Excerpted text:
START
I have two sons of my own. My son is 23 now, but he used to live here when I started fostering. I used to tell him not to worry about the teens I looked after, that I am their carer, and that he should just act like their brother. He never interfered, but used to laugh sometimes as they reminded him of himself when he was younger. My other son is 31 this year. I take the teens I foster to his house now and again to watch football etc. Fostering as a family has never bothered my own children.
Teenagers can be wary of you at first. They arrive at your home and they don’t know you, your house rules, or your children. But it doesn’t last long if you are warm with them and nurturing. I get them to talk, like at suppertime when we all meet downstairs and get together for toast and cakes – that’s our time for a bit of banter. I have a laugh with them and find out about them, and if they’re troubled I’ll take them into the other room and they usually tell me what’s going on. If not, I give them some space and wait for the right moment to ask them again. You can work it out usually. Often teens do like to be on their own in their rooms, they like their own space.
Young people like to have a routine and to know what is expected of them. Depending on their age, we have a cut-off time for gadgets and the Internet. They bring their phones etc. out of their rooms and onto the landing at around 9.30pm while they shower and get ready for bed.
We have house rules and the teenage boys I look after respect them. We do the dishes together after meals and they’re quickly done. I’m always clear with them on what time we’re having dinner if they’re going out, and they know I like them to text me if they won’t be home for it. My husband is up early for work so we don’t like lots of noise or music after 10pm, and the teenagers have got used to that too. I find that if you’re honest with them and explain to them the reasons why you have certain rules, they understand. If it’s just ‘don’t do this, don’t do that’ all the time; they will rebel.
You find little ways to solve problems before they become a bigger problem. Two of the boys I take care of share a bedroom, and they won’t always get along, but I teach them to be pleasant with each other. One of them didn’t like the other playing music, so I bought them both headphones so they don’t disturb each other, and it worked. If they cause a fuss because they really don’t like a certain food or meal, I don’t force it on them. I do give them choices.
People might be worried about fostering teenagers. They might think that they’ll be swearing, taking drugs or coming home drunk. I’m not saying that none of them are like that, but in my experience they generally aren’t. I have had some living with me who have tried drugs, but I made it clear that if they wanted to do that sort of thing they wouldn’t be staying with me. I think it’s important to take a step back and think about your own kids and what they may have done when they were younger. Teenagers do change, and it’s about talking to them and encouraging them to get into sport or a youth club.
It’s about rewards and goals. Make the goals a bit higher each time, and persevere. Fostering is challenging but you know what – it’s rewarding as well. Some young people come to you with nothing, they’ve never had anything. They’ve never had any routine before. To see them flourish is fantastic!
My advice is to try fostering one teenager at first. They’ll be more careful on their own and you’ll have more time to get to know them and nurture them. You might want to take on someone who is aged 11 or 12 if you feel daunted, give it a year, and then take another in if you have space. I mix ages and also take in sibling groups, because a few teenagers of the same age might bounce off each other a little bit."
END
Supplied entries:
START
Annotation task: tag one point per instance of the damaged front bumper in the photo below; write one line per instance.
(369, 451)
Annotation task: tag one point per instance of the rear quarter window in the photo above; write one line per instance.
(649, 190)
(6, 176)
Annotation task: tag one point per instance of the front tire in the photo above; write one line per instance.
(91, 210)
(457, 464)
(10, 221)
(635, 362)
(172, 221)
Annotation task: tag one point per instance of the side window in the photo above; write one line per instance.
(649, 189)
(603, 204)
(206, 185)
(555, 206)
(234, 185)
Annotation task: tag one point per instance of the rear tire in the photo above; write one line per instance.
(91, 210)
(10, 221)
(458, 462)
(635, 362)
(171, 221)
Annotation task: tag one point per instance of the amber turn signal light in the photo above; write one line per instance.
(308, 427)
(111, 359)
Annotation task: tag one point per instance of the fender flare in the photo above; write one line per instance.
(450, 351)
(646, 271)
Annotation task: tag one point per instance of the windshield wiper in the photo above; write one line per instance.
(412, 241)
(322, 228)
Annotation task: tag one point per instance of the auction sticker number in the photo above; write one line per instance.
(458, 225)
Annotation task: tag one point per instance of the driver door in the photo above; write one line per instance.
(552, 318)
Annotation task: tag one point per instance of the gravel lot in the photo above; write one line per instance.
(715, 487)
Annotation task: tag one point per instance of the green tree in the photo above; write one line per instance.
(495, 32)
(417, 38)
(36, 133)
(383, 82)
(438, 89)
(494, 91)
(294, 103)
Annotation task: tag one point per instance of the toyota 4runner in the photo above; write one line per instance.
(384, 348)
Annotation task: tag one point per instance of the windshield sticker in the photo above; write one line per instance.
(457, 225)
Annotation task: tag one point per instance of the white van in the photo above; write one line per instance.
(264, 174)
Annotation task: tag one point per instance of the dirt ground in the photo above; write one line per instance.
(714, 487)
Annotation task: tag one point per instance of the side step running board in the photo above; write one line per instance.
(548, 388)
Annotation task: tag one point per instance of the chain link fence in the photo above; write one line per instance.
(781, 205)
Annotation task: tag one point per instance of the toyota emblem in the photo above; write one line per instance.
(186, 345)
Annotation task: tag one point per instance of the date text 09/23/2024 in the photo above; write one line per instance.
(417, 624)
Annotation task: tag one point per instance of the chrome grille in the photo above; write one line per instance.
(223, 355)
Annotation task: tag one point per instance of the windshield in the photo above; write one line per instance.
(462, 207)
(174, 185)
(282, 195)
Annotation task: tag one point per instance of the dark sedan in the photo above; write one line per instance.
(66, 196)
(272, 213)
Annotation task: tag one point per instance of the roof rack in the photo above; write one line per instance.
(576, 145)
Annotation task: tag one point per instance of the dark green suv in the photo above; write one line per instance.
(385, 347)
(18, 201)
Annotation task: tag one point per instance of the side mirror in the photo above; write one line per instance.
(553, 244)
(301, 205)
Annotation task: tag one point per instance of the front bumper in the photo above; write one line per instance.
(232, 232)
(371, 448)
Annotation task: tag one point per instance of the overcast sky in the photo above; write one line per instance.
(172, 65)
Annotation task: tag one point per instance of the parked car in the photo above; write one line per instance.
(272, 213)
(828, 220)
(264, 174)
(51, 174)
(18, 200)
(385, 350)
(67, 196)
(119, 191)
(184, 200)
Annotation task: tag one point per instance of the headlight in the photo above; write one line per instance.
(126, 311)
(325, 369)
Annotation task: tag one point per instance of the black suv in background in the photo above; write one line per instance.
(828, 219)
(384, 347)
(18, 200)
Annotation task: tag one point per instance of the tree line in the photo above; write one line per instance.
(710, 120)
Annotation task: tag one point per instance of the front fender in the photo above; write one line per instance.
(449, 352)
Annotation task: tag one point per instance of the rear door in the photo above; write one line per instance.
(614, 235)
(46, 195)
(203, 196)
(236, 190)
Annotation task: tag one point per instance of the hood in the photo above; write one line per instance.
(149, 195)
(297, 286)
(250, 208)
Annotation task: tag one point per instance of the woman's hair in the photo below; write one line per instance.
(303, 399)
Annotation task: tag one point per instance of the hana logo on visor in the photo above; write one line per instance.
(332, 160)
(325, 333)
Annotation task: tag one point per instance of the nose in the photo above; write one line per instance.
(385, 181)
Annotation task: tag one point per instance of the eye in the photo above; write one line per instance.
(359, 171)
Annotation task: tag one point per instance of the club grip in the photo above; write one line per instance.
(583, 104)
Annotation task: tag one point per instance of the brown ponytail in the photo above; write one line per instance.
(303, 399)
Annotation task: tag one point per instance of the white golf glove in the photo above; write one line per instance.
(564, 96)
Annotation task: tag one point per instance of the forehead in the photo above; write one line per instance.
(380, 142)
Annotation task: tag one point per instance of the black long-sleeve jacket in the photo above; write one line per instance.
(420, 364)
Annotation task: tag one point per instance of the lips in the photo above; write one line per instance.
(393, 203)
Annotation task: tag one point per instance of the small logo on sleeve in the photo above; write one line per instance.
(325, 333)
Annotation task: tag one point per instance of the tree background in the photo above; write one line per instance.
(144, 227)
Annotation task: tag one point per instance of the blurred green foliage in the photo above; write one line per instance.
END
What you will do:
• 1. In the passage on fostering teenagers, what did the writer buy for the two boys who share a bedroom?
• 2. From the passage on fostering teenagers, reproduce word for word the part that opens with the words containing "We have house" and closes with "they will rebel.".
The entries have nothing to do with this work.

Solved problems:
• 1. The writer bought headphones for both of them so they wouldn't disturb each other.

• 2.
We have house rules and the teenage boys I look after respect them. We do the dishes together after meals and they’re quickly done. I’m always clear with them on what time we’re having dinner if they’re going out, and they know I like them to text me if they won’t be home for it. My husband is up early for work so we don’t like lots of noise or music after 10pm, and the teenagers have got used to that too. I find that if you’re honest with them and explain to them the reasons why you have certain rules, they understand. If it’s just ‘don’t do this, don’t do that’ all the time; they will rebel.